Region pointing data:
━━━━━━━━━━━━━━━━━━━━

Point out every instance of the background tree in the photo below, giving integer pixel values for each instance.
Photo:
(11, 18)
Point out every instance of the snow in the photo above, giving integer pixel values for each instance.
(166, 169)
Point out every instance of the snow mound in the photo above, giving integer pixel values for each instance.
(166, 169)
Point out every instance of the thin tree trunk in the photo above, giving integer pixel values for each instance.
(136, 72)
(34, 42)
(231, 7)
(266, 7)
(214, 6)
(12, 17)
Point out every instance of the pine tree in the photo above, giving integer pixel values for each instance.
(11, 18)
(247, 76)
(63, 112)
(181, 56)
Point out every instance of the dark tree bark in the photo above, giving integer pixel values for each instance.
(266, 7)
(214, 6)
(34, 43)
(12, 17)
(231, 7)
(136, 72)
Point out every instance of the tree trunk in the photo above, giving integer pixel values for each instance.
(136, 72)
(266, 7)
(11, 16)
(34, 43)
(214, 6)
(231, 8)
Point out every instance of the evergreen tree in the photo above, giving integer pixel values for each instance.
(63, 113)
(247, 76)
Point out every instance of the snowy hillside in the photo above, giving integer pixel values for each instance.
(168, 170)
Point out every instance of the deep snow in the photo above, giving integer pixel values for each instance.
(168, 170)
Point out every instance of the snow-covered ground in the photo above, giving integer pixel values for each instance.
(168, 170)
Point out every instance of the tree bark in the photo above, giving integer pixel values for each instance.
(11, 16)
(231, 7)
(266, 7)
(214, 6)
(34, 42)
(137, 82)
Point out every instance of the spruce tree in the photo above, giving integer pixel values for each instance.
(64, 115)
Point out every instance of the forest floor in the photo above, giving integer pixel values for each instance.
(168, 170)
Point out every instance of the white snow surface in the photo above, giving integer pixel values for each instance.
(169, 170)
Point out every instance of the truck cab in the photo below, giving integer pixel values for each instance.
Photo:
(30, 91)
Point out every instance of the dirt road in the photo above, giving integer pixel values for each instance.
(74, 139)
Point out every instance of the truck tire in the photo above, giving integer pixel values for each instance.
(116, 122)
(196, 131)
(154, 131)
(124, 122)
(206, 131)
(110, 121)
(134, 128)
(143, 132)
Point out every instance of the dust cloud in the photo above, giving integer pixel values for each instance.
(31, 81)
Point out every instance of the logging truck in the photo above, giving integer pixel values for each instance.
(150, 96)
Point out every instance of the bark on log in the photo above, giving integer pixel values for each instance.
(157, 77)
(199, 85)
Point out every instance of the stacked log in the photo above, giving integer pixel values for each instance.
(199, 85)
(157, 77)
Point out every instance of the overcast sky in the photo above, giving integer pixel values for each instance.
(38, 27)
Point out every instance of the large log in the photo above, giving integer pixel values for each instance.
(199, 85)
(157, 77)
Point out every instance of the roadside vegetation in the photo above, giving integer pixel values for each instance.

━━━━━━━━━━━━━━━━━━━━

■ **Your instructions**: Filter the data, keeping only the lines that contain "below".

■ **Exercise output**:
Point out every instance of the background tree in the photo below, giving integer pixel values for each instance.
Point out every instance of the truck cab in the photo below, giving integer pixel values for each instance.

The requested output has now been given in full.